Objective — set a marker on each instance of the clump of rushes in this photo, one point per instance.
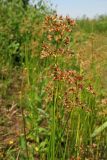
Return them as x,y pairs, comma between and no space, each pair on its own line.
58,31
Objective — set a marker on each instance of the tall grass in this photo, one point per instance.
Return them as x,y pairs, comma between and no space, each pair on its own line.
60,92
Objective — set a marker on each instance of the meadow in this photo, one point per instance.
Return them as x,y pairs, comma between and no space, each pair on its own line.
53,84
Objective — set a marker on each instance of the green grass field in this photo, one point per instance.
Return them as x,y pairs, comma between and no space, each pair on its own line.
53,85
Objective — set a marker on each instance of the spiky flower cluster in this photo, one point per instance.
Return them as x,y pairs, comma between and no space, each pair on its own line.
57,35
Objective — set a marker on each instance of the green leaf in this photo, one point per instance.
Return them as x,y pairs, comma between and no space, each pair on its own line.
99,130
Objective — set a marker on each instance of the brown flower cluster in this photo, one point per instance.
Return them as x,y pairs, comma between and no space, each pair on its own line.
57,34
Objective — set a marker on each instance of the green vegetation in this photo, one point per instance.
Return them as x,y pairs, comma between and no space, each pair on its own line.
52,84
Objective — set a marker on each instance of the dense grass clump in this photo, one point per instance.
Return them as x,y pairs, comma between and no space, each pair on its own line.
53,96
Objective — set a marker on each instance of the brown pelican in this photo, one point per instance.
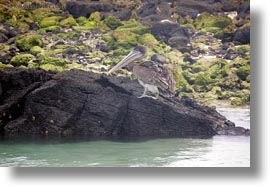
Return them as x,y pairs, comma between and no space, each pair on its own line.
153,76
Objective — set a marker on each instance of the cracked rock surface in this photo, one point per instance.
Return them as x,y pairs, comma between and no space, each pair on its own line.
77,102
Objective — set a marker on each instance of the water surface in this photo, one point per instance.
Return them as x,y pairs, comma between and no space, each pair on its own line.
219,151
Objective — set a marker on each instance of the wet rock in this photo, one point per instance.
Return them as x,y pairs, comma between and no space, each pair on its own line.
172,34
158,58
15,84
79,8
242,36
83,103
233,131
189,60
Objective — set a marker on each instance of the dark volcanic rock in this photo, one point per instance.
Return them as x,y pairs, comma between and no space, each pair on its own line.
15,85
80,8
84,103
172,34
242,36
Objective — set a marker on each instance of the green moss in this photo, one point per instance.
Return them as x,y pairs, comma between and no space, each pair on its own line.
53,61
5,65
49,29
134,26
49,21
69,35
236,101
68,22
95,17
203,82
242,48
221,26
51,67
181,83
21,59
112,22
230,82
82,28
36,50
207,20
243,72
83,21
126,40
75,66
27,41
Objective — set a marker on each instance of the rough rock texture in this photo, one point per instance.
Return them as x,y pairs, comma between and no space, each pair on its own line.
172,34
84,103
79,8
242,36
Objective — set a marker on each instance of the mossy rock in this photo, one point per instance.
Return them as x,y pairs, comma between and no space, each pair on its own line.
36,50
181,83
242,48
236,101
126,40
95,17
134,26
21,59
51,67
49,21
27,41
112,22
5,65
203,82
207,20
83,21
82,28
49,29
221,26
68,22
243,72
69,35
53,60
230,82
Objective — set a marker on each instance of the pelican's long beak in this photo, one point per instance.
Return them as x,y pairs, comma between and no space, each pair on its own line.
132,56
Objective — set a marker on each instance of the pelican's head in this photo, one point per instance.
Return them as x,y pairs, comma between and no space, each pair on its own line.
138,53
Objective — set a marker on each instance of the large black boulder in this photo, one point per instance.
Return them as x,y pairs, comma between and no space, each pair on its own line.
172,34
96,105
242,36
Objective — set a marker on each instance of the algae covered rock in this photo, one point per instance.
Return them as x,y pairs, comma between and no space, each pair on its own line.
27,41
49,21
112,22
21,59
68,22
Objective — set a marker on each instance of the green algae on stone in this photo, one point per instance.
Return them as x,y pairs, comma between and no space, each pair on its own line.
68,22
95,17
49,21
181,83
27,41
243,72
83,21
49,29
51,67
36,50
112,22
21,59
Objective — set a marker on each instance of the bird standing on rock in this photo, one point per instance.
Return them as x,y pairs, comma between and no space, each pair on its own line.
153,76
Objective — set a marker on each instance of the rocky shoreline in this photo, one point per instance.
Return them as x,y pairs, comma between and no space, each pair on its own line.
205,43
77,102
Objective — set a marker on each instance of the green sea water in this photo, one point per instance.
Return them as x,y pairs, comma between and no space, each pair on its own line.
219,151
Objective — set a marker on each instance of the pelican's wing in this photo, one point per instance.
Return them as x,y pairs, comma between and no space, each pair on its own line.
155,74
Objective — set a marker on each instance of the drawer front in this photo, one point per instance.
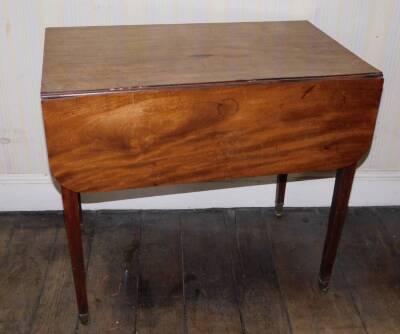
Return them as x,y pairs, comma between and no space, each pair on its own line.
171,136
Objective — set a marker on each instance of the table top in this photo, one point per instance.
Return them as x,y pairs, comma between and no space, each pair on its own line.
86,60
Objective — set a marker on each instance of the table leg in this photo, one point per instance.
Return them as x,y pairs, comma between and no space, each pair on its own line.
280,194
72,217
337,216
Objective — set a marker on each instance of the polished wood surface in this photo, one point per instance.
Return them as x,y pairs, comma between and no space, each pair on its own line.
160,272
139,139
101,59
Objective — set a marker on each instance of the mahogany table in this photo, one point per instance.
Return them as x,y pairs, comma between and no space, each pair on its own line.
142,106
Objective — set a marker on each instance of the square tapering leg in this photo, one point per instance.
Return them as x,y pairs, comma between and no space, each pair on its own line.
337,216
72,219
280,194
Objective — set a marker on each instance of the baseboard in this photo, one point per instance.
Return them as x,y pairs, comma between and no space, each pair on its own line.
27,192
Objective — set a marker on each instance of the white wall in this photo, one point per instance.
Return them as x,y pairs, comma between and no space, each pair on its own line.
370,28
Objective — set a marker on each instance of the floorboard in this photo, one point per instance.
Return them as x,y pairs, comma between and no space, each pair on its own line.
160,289
24,271
210,298
297,241
372,268
262,306
202,271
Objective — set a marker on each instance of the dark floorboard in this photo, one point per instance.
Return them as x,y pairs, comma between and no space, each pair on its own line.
202,271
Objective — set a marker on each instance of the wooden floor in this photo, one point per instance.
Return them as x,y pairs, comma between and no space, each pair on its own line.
209,271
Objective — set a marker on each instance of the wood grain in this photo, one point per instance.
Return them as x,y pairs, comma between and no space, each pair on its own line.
88,59
160,308
113,273
24,270
169,136
260,298
210,293
297,240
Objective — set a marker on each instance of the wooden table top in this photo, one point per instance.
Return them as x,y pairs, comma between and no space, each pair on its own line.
83,60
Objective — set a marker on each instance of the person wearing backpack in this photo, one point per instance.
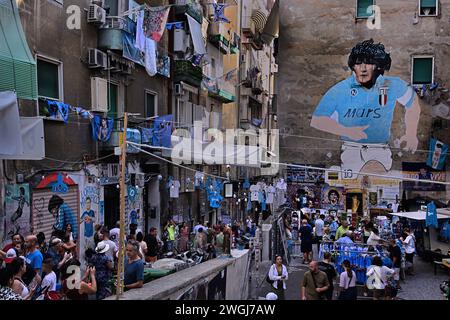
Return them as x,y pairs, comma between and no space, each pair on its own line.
347,283
378,278
277,277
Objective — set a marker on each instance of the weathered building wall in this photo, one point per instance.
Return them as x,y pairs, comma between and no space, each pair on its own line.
316,38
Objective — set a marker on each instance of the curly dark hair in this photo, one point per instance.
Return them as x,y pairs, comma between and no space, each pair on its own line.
370,53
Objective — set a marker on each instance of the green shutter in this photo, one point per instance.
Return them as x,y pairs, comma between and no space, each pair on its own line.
422,70
362,8
17,65
428,3
48,79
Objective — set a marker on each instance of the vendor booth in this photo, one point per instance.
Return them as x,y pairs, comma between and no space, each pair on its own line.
431,244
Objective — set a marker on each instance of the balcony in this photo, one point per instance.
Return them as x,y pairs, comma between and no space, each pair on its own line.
224,93
186,72
110,35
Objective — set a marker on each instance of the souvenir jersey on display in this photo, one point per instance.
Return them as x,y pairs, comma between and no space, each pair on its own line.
155,20
101,128
175,189
270,194
254,189
162,131
431,219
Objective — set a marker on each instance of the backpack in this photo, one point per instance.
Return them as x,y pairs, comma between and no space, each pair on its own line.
270,281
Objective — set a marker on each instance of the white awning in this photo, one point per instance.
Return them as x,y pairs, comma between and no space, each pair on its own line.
417,215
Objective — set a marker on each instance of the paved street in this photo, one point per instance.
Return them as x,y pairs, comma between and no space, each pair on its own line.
423,286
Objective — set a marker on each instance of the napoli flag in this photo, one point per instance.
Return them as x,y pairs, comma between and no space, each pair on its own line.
431,219
437,154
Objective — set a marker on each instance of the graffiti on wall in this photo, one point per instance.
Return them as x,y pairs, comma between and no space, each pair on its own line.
360,110
333,198
17,210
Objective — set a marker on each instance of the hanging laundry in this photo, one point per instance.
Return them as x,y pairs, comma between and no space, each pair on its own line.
150,57
437,154
219,12
147,135
57,107
10,137
101,128
140,36
176,25
162,131
155,20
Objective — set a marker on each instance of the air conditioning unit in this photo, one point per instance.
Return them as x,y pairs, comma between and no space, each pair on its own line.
96,14
179,89
100,3
99,95
97,59
181,41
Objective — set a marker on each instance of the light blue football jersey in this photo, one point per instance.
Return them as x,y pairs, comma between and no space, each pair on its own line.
351,104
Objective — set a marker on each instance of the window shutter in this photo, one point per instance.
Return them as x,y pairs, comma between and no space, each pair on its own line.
428,3
17,65
362,8
423,70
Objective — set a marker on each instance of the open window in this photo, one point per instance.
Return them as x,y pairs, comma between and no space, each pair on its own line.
364,9
422,70
428,8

--

■ **WHAT TO PRODUCE**
From the "Objective — set a marker on each instance of the paved" line to the close of the listing, restate each line word for word.

■ **FINAL ANSWER**
Objective — set a marker on each instance of the paved street in this photo, one point per instance.
Return them as x,y pairs, comma between and no space, each pair on its own line.
423,286
Objective — set a marker on each instance of the napoli flag in this photo, one point per instance.
Return them as x,y pairs, comma between and no space, each pair on its own line.
431,219
437,154
Objective — set a marker on each instance of the graffiti on wall in this photo, one point per instance.
Return them as x,y pairs, comma between and no space, each pair on its own line.
360,110
333,198
17,210
Objective — set a marker on each instance of the hanging laundry in this photo, one point per instance.
Return them as x,y pairs, comma between and no space, each pair on its own line.
150,57
437,154
219,12
147,135
57,107
10,137
101,128
140,36
176,25
162,131
155,20
Objective — set a marker on each instance of the air conditioning unit in this photo, one point per instance.
Return them as x,y pairs, comma between and no space, each pair on its own line.
96,14
179,89
100,3
99,95
97,59
181,41
Objective — set a marker on each instance of the light blue football jersey in this photo, one point per instance.
Return them as x,y pairs, comma between and no space, each pair on its own line.
351,104
Objective — set a marker on each instance of the window shutter in this photo, one point per instance.
Return them as x,y pairs, comma between and no space, each pair on its own line.
428,3
17,65
362,8
423,70
Objective — set a marker on each instance of the open window in this photo, one point per instance.
Return them as x,y pairs, comma between and no space, each pair on its own line.
364,9
422,70
428,8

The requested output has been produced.